◆ Document section
----

Look for some low hanging fruit to optimize by gdb suspend.

Additional Context

No response

oharboe avatar Apr 11 '25 17:04 oharboe

There are two different problems rolled into this one issue. @eder-matheus to look at have_routes.

maliberty avatar Apr 11 '25 19:04 maliberty

@maliberty FYI, before and after sta::Levelize() improvement, no change. I had this test case ready to go so I thought I would try it after sta::Levelize() improvement.

oyvind@corona:~/OpenROAD-flow-scripts/foo$ time ./run-me-BoomTile-asap7-base.sh
OpenROAD v2.0-20670-g4939290b5 
Features included (+) or not (-): +GPU +GUI +Python
This program is licensed under the BSD-3 license. See the LICENSE file for details.
Components of this program may be licensed under more restrictive licenses which must be honored.
read_db results/asap7/BoomTile/base/5_1_grt.odb
Took 8 seconds: read_db results/asap7/BoomTile/base/5_1_grt.odb
GUI_TIMING=1 reading timing, takes a little while for large designs...

----

◆ Short task
Render this sentence from the thread in Spanish: "There are two different problems rolled into this one issue." Work only from the thread above.

◆ Information supplied
----

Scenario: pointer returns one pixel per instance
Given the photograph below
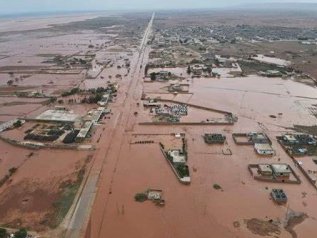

----

◆ Response to this task
Hay dos problemas distintos reunidos en esta única incidencia.